──────── Provided records ────────

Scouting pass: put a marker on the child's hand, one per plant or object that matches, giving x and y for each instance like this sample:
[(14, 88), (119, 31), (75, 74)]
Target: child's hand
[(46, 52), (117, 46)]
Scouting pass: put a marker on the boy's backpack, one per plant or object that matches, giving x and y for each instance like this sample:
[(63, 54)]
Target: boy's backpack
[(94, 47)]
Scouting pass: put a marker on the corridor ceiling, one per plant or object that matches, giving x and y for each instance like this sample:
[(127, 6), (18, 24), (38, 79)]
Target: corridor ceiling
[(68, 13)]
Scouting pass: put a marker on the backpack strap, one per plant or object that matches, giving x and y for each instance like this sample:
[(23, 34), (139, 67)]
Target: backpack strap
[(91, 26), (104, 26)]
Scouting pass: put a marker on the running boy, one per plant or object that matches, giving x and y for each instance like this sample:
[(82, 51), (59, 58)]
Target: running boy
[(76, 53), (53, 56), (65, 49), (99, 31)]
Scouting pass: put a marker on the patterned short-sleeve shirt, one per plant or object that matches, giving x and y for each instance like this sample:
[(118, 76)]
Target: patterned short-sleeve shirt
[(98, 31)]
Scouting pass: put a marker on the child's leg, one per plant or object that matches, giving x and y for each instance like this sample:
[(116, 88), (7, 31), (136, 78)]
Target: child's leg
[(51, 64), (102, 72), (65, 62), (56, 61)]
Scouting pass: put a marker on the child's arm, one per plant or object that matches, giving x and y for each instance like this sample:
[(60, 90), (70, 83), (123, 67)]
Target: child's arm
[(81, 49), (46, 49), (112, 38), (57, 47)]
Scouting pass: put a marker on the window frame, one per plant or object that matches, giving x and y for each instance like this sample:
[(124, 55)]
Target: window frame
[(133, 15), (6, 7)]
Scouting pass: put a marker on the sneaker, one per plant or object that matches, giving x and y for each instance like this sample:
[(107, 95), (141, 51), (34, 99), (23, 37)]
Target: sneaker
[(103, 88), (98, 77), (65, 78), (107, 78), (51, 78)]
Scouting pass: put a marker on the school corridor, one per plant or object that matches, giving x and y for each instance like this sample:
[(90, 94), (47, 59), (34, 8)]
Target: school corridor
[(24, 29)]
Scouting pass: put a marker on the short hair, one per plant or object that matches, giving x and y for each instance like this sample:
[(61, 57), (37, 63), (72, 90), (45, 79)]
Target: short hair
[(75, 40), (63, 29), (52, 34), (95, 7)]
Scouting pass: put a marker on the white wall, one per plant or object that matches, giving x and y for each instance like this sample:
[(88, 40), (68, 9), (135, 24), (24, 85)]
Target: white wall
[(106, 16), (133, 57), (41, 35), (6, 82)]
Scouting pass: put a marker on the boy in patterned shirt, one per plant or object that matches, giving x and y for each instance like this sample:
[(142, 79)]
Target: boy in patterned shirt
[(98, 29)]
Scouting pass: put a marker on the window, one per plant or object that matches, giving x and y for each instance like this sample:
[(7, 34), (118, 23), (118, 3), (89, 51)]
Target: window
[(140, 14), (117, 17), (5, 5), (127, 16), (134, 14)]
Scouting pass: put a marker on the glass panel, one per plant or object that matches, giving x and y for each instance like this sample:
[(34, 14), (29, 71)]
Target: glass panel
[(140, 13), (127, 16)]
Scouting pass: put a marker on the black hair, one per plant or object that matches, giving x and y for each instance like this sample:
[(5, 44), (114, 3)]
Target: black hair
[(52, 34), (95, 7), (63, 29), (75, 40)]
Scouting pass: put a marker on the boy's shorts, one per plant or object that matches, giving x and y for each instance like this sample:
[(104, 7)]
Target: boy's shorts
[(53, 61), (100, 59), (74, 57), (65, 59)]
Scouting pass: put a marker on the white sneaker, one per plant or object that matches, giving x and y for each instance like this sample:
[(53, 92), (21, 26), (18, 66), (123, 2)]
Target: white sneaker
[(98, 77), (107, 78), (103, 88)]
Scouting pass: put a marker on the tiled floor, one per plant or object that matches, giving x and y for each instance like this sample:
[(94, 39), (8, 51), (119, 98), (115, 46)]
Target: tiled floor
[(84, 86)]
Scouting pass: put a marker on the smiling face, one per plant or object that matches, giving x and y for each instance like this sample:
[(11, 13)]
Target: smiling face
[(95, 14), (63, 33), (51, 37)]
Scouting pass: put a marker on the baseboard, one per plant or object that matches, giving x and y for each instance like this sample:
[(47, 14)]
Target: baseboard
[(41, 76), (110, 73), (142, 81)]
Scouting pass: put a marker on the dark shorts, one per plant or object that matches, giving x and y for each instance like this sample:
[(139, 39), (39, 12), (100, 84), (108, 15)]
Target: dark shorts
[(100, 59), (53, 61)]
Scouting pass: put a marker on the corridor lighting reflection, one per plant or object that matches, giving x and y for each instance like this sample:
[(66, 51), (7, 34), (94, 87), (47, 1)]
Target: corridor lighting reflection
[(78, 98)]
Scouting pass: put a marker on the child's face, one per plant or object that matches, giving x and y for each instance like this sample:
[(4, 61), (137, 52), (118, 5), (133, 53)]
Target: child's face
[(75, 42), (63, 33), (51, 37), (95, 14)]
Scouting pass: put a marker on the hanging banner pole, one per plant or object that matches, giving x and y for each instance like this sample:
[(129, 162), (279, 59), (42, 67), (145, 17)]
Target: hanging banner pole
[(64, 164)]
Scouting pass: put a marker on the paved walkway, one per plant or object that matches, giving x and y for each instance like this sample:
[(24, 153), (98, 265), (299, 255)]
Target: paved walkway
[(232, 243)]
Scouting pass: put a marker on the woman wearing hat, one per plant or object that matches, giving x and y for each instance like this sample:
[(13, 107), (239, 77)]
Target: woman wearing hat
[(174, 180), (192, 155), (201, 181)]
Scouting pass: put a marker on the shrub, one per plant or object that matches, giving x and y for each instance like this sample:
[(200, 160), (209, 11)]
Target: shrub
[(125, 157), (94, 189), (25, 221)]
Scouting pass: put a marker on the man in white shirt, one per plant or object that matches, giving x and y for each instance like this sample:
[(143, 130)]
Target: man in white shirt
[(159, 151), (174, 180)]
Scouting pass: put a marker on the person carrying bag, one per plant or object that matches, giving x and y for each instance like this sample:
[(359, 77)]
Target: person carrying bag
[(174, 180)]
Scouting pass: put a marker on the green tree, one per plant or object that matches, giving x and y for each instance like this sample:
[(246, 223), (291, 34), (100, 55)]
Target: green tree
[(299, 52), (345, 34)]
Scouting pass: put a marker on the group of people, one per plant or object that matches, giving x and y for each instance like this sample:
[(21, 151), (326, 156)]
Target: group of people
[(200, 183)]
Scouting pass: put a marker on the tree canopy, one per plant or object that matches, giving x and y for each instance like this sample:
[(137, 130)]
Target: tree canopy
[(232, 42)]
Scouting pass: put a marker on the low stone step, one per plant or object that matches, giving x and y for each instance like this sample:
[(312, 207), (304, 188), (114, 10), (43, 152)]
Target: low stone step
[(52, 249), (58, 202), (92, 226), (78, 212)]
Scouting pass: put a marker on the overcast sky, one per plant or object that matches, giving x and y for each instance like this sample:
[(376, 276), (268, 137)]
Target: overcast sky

────────

**Task goal**
Return the entries above exactly as they appear.

**Written answer**
Scouting pass: put a marker on the child's hand, one per plant or object that matches, giving x and y for each instance like this sample:
[(14, 88), (119, 31), (75, 74)]
Target: child's hand
[(46, 52), (117, 46)]
Scouting pass: put a marker on the boy's backpack, one per plant or object that matches, giving x and y for each instance like this sample:
[(63, 54)]
Target: boy's backpack
[(94, 47)]
Scouting pass: put a marker on the corridor ceiling, one per plant or object that matches, giving x and y for each instance like this sample:
[(127, 6), (18, 24), (38, 79)]
Target: corridor ceiling
[(68, 13)]
Scouting pass: put a marker on the backpack strap, one per plant or object that matches, giving x and y for each instance like this sample:
[(23, 34), (139, 67)]
Target: backpack strap
[(91, 26), (104, 26)]
Scouting pass: put a marker on the running boy, one per plant or object that matches, giving x and y for each instance like this sample:
[(82, 51), (59, 58)]
Target: running boy
[(76, 53), (53, 56), (65, 49), (99, 31)]
Scouting pass: put a marker on the patterned short-sleeve shirt, one per plant or object that matches, giving x and y for each instance like this sample:
[(118, 76)]
Target: patterned short-sleeve shirt
[(98, 31)]
Scouting pass: put a marker on the child's leg, one per plant or object that matches, giving x and y for each instance like this sample:
[(116, 88), (7, 31), (136, 78)]
Target: child's leg
[(51, 64), (102, 72), (65, 62), (56, 61)]
Scouting pass: put a marker on the child's arm, one per plant or object that matches, giving x and y for each instance like this sample:
[(60, 90), (70, 83), (123, 67)]
Target: child's arm
[(81, 49), (46, 49), (112, 38), (57, 47)]
Scouting pass: put a marker on the window frame, one per plant or object that matches, giving x and y for each instance like this sample:
[(124, 55)]
Target: window frame
[(133, 15), (6, 7)]
Scouting pass: put a marker on the sneaker, one per plant or object that matches, giving x and y for each instance like this sample:
[(107, 95), (141, 51), (34, 99), (23, 37)]
Target: sneaker
[(103, 88), (98, 77), (65, 78), (107, 78), (51, 78)]
Scouting pass: put a marker on the school corridor, one per plant or object that matches, giving x and y for each instance like this sample:
[(90, 94), (47, 59), (34, 8)]
Target: school corridor
[(24, 29)]
Scouting pass: put a marker on the short hair, one per plant or object that matches, giving x and y for each instance like this sample:
[(61, 57), (37, 63), (72, 90), (45, 79)]
Target: short hair
[(75, 40), (63, 29), (52, 34), (95, 7)]
Scouting pass: put a marker on the white wall, one per plant or object that matches, giving x and y for each instance like this sample:
[(88, 40), (68, 9), (135, 24), (24, 85)]
Target: white wall
[(106, 16), (133, 57), (41, 35), (6, 82)]
Scouting pass: put a marker on the boy in patterned shirt, one per plant or object that matches, giving x and y for each instance like this sample:
[(142, 79)]
Target: boy in patterned shirt
[(98, 29)]
Scouting pass: put a marker on the window, one per plant or object that matches, giving x and y for each instance like this sample:
[(7, 34), (118, 23), (118, 3), (89, 51)]
Target: window
[(140, 14), (117, 17), (5, 5), (127, 16), (134, 14)]
Scouting pass: put a marker on the glass panel, one per plant or object that matches, giving x and y for each instance like this sample:
[(34, 14), (29, 71)]
Target: glass panel
[(140, 13), (127, 16)]
Scouting pass: put a marker on the black hair, one per plant or object that matches, giving x and y for each instance like this sample:
[(5, 44), (114, 3)]
Target: black hair
[(52, 34), (95, 7), (63, 29), (75, 40)]
Scouting pass: put a marker on the boy's shorts, one per plant or object that matches, giving x and y for each instance like this sample:
[(104, 7)]
Target: boy's shorts
[(53, 61), (100, 59), (74, 57), (65, 59)]
Scouting pass: put a marker on the white sneaker, one per plant or object that matches, giving x and y for each instance like this sample:
[(53, 92), (21, 26), (18, 66), (123, 2)]
Target: white sneaker
[(98, 77), (107, 78), (103, 88)]
Scouting pass: put a marker on the tiled floor, one per plant or object that matches, giving x and y for each instance like this sample:
[(94, 39), (8, 51), (119, 98), (115, 46)]
Target: tiled floor
[(84, 86)]
Scouting pass: put a marker on the smiling face, one per plant or object that matches, giving x and y for each instance like this sample:
[(11, 13)]
Target: smiling face
[(95, 14), (63, 33), (51, 37)]
Scouting pass: put a marker on the baseboard, one per plant or object that matches, giving x and y for each instance like this sample:
[(47, 14)]
Target: baseboard
[(41, 76), (110, 73), (142, 81)]
Scouting pass: put a marker on the dark shorts, one per plant or object that matches, giving x and y for each instance like this sample:
[(139, 39), (39, 12), (100, 84), (108, 15)]
Target: dark shorts
[(100, 59), (53, 61)]
Scouting pass: put a marker on the corridor lighting reflection, one per plant or object that matches, giving x and y for each instance like this sample:
[(66, 51), (7, 34), (94, 87), (47, 1)]
Target: corridor lighting reflection
[(78, 98)]
Scouting pass: put a marker on the child's face, one per plant or object that matches, giving x and y for each instance like this sample:
[(4, 61), (137, 52), (118, 5), (133, 53)]
Target: child's face
[(75, 42), (63, 33), (51, 37), (95, 14)]
Scouting pass: put a marker on the hanging banner pole, one per plant or object that matches, giving x and y for each instance like this sample:
[(129, 162), (279, 59), (42, 67), (145, 17)]
Target: hanging banner pole
[(64, 164)]
Scouting pass: put a marker on the paved walkway, one per plant or object that matches, giving x and y for each instance like this sample:
[(24, 153), (98, 265), (299, 255)]
Target: paved walkway
[(232, 243)]
Scouting pass: put a marker on the woman wearing hat, one per plant or object that matches, giving x and y for each instance like this sample:
[(13, 107), (239, 77)]
Target: woman wearing hat
[(174, 180), (192, 155), (201, 181)]
Scouting pass: put a marker on the shrub, one per plant or object that matches, giving x and y for each instance like this sample:
[(200, 160), (209, 11)]
Target: shrub
[(125, 157), (94, 189), (25, 221)]
Scouting pass: put a marker on the man in white shirt, one per plant or object that matches, giving x and y for each instance like this sample:
[(143, 130)]
Target: man in white shirt
[(159, 151), (174, 180)]
Scouting pass: put a marker on the person carrying bag, one per plant or object that matches, giving x and y for each instance like this sample:
[(359, 77)]
Target: person carrying bag
[(174, 180)]
Scouting pass: put a marker on the green tree, one per plant or object that matches, giving x and y for each instance like this sample:
[(246, 223), (291, 34), (100, 55)]
Target: green tree
[(299, 52), (345, 34)]
Scouting pass: put a marker on the group of people, one per plant or object that matches, giving x and y for each instance like this sample:
[(21, 151), (326, 156)]
Target: group of people
[(200, 183)]
Scouting pass: put a marker on the tree canopy, one per plant or object that matches, giving x and y for each instance like this sample:
[(137, 130)]
Target: tree canopy
[(232, 42)]
Scouting pass: put a marker on the low stone step, one per plant or object that matches, giving x and y for each instance like this sample:
[(312, 207), (304, 188), (114, 10), (43, 152)]
Target: low stone step
[(52, 249), (58, 202), (92, 226), (78, 212)]
Scouting pass: put a marker on the overcast sky, one per plant or object that matches, giving x and y for each instance like this sample:
[(376, 276), (268, 137)]
Target: overcast sky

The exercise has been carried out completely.